[Start Given records]

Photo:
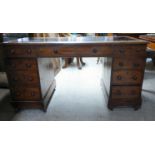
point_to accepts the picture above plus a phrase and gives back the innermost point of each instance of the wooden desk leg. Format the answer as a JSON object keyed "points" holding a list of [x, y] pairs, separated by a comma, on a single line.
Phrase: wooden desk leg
{"points": [[153, 60]]}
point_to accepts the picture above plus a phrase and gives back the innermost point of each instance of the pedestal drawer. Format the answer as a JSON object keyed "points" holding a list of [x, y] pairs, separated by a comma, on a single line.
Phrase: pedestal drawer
{"points": [[25, 78], [129, 51], [120, 92], [119, 63], [125, 77]]}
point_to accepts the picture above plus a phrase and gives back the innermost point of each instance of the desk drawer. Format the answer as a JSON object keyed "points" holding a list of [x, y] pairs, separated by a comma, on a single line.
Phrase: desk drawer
{"points": [[21, 64], [125, 92], [20, 51], [24, 78], [125, 102], [129, 51], [119, 63], [26, 94], [125, 77], [73, 51]]}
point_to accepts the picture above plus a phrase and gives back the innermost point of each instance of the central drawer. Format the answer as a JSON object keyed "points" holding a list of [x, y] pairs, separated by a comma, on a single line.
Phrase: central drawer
{"points": [[25, 94], [73, 51], [23, 77], [20, 51], [126, 77], [21, 64]]}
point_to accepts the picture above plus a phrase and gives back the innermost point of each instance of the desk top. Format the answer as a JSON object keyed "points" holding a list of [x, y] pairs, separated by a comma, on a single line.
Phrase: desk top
{"points": [[150, 38], [78, 40]]}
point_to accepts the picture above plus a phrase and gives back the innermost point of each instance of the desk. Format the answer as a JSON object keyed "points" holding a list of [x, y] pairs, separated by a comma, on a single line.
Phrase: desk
{"points": [[151, 45], [32, 84]]}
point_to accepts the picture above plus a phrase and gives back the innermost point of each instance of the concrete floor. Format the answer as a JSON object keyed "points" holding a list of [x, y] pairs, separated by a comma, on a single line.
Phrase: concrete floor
{"points": [[79, 97]]}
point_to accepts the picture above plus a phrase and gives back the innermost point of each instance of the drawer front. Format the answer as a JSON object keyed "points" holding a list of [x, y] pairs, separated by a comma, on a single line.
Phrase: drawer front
{"points": [[125, 102], [73, 51], [20, 51], [130, 51], [123, 77], [128, 64], [26, 94], [23, 77], [21, 64], [125, 92]]}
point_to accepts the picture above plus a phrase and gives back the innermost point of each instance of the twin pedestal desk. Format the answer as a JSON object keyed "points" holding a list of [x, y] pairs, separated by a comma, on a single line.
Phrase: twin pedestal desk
{"points": [[32, 80]]}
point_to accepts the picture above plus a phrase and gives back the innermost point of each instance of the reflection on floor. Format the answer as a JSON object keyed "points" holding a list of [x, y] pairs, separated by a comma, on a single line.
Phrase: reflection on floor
{"points": [[78, 96]]}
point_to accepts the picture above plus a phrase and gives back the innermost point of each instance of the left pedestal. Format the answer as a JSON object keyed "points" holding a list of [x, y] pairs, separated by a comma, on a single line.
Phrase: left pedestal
{"points": [[31, 81]]}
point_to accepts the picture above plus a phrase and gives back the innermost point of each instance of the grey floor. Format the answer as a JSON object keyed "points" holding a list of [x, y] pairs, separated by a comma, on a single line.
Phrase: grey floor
{"points": [[79, 97]]}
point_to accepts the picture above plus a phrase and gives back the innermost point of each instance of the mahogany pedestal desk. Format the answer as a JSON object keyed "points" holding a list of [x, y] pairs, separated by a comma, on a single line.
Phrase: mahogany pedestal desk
{"points": [[32, 81]]}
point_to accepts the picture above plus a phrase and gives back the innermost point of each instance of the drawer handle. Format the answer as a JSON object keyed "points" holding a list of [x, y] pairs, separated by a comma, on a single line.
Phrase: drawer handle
{"points": [[121, 51], [28, 65], [29, 51], [30, 79], [121, 64], [12, 51], [136, 65], [15, 79], [18, 93], [32, 93], [119, 77], [134, 77], [133, 92], [118, 92], [55, 51], [95, 50]]}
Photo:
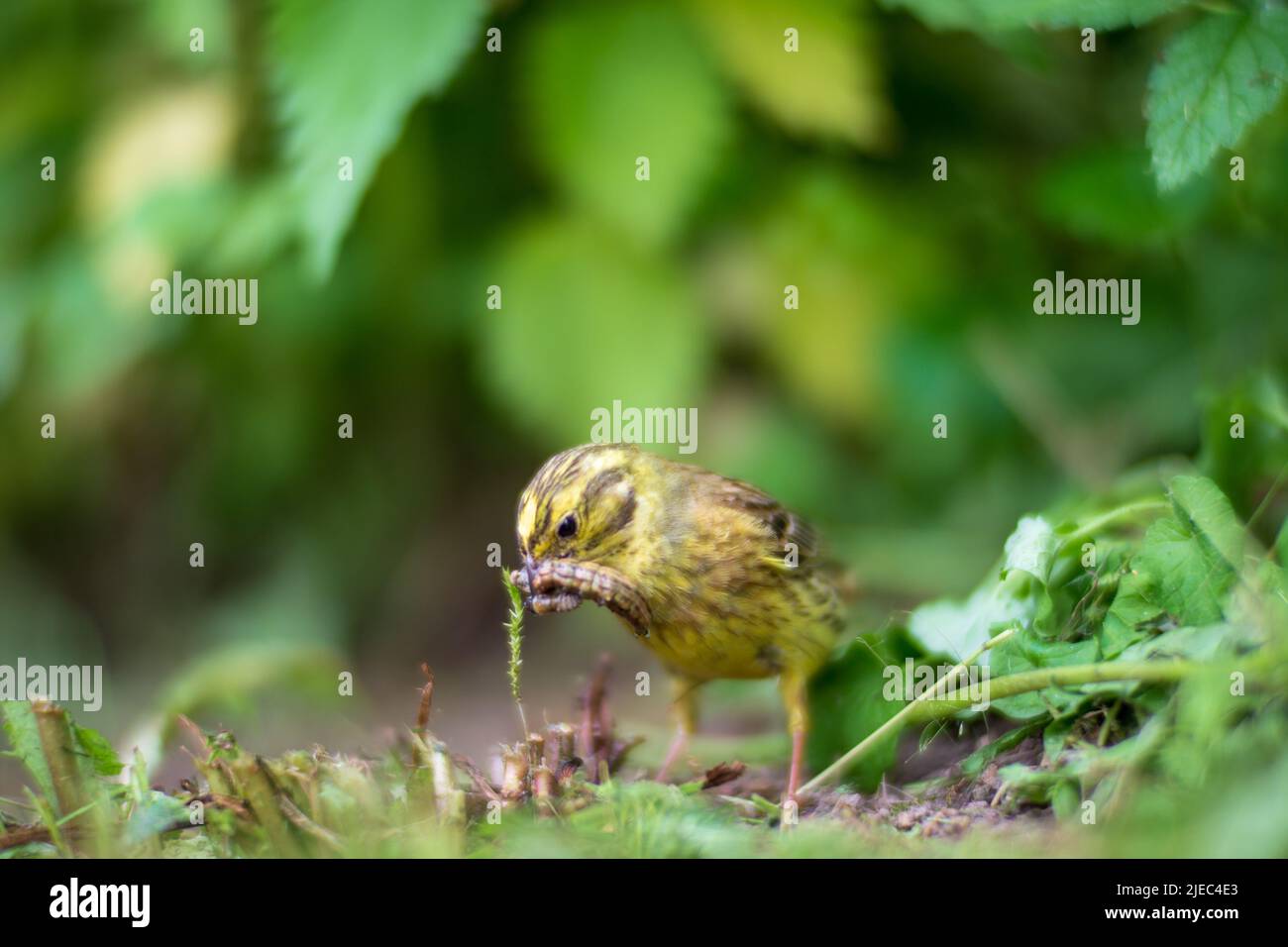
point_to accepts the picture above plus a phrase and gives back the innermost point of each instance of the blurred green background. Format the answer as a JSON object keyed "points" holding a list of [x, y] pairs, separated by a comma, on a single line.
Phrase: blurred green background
{"points": [[516, 169]]}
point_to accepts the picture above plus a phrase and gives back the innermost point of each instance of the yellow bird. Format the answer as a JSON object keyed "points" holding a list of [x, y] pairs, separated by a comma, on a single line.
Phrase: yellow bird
{"points": [[712, 575]]}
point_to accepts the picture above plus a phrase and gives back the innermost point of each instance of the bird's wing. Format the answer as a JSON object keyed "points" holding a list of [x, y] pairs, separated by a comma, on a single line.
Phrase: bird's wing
{"points": [[781, 525]]}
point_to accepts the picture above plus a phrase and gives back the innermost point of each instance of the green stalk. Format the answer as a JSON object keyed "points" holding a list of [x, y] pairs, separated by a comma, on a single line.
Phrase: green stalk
{"points": [[1125, 512], [896, 722], [1072, 676], [938, 701], [514, 629]]}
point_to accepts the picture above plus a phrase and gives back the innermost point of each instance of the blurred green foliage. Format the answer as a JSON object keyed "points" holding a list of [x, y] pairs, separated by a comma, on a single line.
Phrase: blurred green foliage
{"points": [[516, 169]]}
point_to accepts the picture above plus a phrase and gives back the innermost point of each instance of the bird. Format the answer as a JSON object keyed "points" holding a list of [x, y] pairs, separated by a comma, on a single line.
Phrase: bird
{"points": [[709, 574]]}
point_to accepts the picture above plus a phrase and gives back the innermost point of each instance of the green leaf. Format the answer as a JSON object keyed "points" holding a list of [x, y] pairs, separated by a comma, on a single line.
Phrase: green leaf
{"points": [[346, 77], [612, 82], [1218, 77], [1030, 548], [957, 628], [588, 321], [990, 16], [101, 754], [829, 86], [848, 702], [1184, 569], [20, 728], [1209, 517]]}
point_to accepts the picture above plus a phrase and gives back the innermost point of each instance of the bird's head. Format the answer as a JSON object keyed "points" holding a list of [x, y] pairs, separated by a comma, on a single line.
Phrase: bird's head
{"points": [[583, 505]]}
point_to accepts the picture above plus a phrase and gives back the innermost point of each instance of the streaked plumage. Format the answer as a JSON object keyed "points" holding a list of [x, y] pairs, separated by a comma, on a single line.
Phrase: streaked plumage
{"points": [[707, 556]]}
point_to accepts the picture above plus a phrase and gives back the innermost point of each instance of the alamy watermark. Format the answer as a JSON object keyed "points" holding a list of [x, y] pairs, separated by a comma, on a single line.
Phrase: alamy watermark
{"points": [[62, 684], [206, 296], [1091, 296], [649, 425], [910, 681]]}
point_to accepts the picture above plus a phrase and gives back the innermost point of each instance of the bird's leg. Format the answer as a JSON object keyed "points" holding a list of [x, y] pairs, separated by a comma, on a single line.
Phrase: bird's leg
{"points": [[684, 709], [791, 685]]}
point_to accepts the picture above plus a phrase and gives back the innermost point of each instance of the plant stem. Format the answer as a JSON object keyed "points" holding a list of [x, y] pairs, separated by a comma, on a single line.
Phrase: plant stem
{"points": [[896, 722], [938, 701], [1124, 512]]}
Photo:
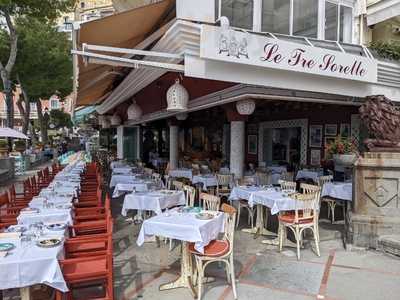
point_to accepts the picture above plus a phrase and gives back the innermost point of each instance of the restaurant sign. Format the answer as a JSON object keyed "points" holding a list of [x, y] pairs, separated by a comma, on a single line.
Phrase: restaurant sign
{"points": [[262, 51]]}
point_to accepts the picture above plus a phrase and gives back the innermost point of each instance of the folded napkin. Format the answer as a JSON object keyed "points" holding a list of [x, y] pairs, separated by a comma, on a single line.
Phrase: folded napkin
{"points": [[10, 235]]}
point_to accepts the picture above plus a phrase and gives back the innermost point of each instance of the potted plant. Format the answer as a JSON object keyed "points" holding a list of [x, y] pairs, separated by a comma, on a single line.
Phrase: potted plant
{"points": [[343, 151], [3, 148], [20, 145]]}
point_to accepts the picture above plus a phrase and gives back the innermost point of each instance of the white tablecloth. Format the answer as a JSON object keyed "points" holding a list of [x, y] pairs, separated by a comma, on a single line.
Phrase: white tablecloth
{"points": [[243, 192], [37, 202], [305, 174], [122, 170], [122, 179], [122, 188], [183, 227], [30, 265], [154, 201], [276, 201], [46, 216], [338, 190], [186, 173], [206, 180], [277, 169]]}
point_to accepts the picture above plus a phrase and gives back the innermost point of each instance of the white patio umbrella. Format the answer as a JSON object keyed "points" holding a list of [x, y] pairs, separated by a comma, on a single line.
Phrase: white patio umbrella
{"points": [[8, 132]]}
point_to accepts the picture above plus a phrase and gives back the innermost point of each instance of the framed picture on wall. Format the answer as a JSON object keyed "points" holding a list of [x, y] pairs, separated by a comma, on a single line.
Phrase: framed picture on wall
{"points": [[331, 129], [328, 140], [315, 157], [345, 130], [315, 136], [252, 144]]}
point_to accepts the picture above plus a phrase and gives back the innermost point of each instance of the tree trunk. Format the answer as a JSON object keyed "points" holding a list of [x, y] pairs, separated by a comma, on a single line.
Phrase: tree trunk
{"points": [[5, 71], [42, 122], [25, 110]]}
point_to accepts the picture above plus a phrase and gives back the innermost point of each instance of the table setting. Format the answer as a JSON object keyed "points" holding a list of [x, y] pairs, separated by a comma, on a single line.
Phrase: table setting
{"points": [[156, 201], [139, 185], [181, 172], [207, 180]]}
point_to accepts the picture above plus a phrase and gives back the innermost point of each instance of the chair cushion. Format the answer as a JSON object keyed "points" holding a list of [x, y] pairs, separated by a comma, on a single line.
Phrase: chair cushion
{"points": [[289, 217], [85, 270], [215, 248]]}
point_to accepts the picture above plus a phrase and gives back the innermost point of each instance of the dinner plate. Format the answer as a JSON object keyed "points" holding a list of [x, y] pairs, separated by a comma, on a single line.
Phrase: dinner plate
{"points": [[56, 227], [6, 246], [48, 243], [29, 210], [16, 228], [204, 216]]}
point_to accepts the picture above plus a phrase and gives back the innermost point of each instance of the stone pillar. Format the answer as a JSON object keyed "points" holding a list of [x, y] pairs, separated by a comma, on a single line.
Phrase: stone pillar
{"points": [[237, 152], [173, 146], [376, 209], [120, 142]]}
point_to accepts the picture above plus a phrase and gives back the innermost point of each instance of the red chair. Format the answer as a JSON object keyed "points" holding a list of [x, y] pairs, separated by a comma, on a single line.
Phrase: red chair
{"points": [[88, 245], [81, 271]]}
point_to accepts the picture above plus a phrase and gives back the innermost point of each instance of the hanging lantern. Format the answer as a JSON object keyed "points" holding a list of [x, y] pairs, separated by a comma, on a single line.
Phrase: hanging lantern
{"points": [[177, 97], [182, 116], [134, 111], [246, 107], [115, 120], [105, 123]]}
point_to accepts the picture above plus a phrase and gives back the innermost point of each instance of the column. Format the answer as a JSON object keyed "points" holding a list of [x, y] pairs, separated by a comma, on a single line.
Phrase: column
{"points": [[237, 152], [173, 146], [120, 142]]}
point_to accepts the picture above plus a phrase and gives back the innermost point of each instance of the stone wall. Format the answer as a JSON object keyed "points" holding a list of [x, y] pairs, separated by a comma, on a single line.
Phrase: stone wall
{"points": [[376, 210]]}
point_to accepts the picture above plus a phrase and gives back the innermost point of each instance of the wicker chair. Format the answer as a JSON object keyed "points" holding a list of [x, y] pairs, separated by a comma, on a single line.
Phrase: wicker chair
{"points": [[218, 251], [210, 202], [305, 216], [331, 202]]}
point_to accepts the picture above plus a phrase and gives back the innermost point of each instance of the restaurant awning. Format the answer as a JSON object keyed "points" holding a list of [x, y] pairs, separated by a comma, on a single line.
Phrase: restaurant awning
{"points": [[124, 30]]}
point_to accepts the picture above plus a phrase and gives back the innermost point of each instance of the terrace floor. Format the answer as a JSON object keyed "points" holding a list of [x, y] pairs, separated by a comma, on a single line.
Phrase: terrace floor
{"points": [[262, 272]]}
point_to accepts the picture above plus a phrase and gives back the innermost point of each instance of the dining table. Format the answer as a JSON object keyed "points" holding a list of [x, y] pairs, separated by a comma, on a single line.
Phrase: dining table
{"points": [[182, 172], [206, 180], [28, 262], [155, 201], [272, 198], [124, 178], [187, 228]]}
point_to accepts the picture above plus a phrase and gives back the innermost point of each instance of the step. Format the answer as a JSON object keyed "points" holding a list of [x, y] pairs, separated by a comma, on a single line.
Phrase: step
{"points": [[390, 244]]}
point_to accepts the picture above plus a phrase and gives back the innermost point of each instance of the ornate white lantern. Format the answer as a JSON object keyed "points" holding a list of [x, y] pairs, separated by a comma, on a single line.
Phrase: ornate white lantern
{"points": [[134, 111], [182, 116], [105, 122], [177, 97], [115, 120], [246, 107]]}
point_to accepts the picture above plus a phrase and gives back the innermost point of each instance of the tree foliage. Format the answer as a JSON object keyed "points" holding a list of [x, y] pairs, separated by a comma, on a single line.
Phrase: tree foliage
{"points": [[60, 119], [388, 50], [44, 64]]}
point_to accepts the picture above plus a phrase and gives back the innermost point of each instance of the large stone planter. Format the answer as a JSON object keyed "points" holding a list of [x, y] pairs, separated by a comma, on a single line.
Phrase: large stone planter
{"points": [[376, 206]]}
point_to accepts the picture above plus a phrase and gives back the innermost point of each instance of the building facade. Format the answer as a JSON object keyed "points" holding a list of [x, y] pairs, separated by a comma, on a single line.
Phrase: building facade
{"points": [[299, 69]]}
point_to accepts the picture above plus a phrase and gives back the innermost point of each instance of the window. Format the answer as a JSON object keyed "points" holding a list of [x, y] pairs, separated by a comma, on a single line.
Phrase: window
{"points": [[276, 16], [346, 24], [33, 106], [239, 13], [331, 21], [54, 104], [305, 18]]}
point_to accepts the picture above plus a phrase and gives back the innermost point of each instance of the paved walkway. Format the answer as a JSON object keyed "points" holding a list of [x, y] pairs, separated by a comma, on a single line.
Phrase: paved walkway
{"points": [[262, 272]]}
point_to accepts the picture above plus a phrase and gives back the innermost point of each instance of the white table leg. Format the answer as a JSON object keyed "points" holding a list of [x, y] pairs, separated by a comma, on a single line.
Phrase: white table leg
{"points": [[25, 293], [185, 279]]}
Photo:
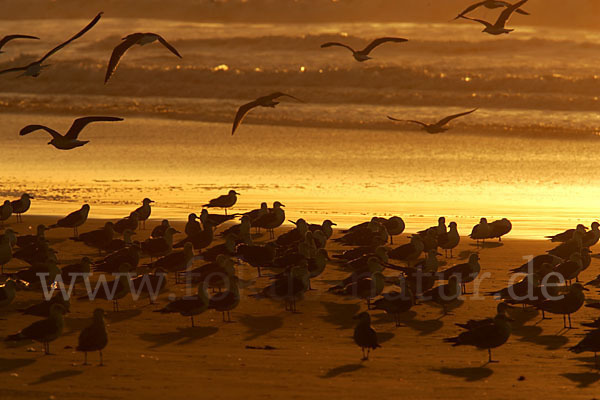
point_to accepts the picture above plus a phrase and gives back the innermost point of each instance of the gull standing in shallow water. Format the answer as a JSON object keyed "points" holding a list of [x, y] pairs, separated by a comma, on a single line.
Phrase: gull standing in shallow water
{"points": [[73, 220], [491, 4], [363, 55], [265, 101], [438, 127], [128, 41], [35, 68], [224, 201], [499, 28], [8, 38], [69, 140]]}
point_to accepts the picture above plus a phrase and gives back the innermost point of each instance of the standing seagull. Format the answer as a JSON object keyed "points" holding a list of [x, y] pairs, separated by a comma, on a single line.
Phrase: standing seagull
{"points": [[130, 40], [438, 127], [224, 201], [73, 220], [35, 68], [499, 27], [21, 206], [69, 140], [363, 55], [491, 4], [265, 101], [144, 211], [8, 38]]}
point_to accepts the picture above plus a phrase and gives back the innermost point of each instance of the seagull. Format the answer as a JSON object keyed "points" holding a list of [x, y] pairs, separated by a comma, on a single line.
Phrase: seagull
{"points": [[69, 140], [491, 4], [485, 334], [35, 68], [265, 101], [363, 55], [43, 331], [73, 220], [499, 27], [188, 306], [144, 211], [224, 201], [21, 206], [128, 41], [439, 126], [365, 336], [94, 337], [8, 38]]}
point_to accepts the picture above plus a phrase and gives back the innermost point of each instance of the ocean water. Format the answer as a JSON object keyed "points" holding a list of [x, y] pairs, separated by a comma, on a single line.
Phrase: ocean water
{"points": [[529, 153]]}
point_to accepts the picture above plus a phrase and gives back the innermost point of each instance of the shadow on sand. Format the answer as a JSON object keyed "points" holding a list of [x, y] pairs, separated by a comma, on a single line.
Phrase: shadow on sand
{"points": [[53, 376], [340, 314], [343, 369], [259, 326], [471, 374], [11, 364], [183, 336]]}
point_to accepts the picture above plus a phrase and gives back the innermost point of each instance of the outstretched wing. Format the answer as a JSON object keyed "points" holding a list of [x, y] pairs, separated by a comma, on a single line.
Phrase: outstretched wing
{"points": [[329, 44], [78, 35], [168, 46], [407, 120], [242, 111], [31, 128], [13, 70], [381, 41], [80, 123], [505, 15], [470, 8], [449, 118], [280, 94], [487, 24], [8, 38], [118, 52]]}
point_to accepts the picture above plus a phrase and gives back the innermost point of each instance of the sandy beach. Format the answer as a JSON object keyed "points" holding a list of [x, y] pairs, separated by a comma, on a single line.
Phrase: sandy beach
{"points": [[153, 355]]}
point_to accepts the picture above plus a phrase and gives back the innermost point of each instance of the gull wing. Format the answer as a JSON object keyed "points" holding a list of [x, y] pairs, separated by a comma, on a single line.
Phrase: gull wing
{"points": [[168, 46], [31, 128], [78, 35], [80, 123], [8, 38], [505, 15], [242, 111], [470, 8], [330, 44], [381, 41], [407, 120], [449, 118], [118, 52]]}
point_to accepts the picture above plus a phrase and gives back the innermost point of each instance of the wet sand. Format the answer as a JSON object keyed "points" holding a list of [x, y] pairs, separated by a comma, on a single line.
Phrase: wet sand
{"points": [[152, 355]]}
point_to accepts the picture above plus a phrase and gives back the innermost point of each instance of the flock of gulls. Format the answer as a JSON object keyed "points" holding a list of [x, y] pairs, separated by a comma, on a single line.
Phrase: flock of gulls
{"points": [[290, 260], [70, 141]]}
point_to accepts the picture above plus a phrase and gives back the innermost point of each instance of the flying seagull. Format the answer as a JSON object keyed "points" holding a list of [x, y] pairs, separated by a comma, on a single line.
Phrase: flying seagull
{"points": [[35, 68], [491, 4], [8, 38], [128, 41], [499, 27], [438, 127], [69, 140], [363, 55], [265, 101]]}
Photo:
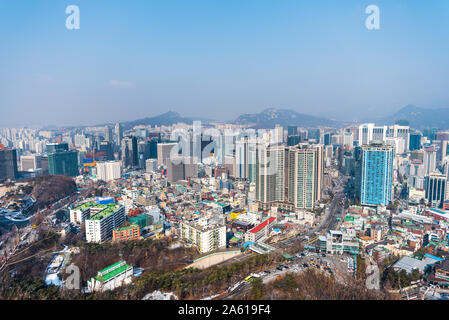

[End Given records]

#### [Exercise]
Please count the lines of the records above that contain the word "hanging", treating uppercase and lowercase as different, and reply with the number alone.

#### [Answer to this problem]
2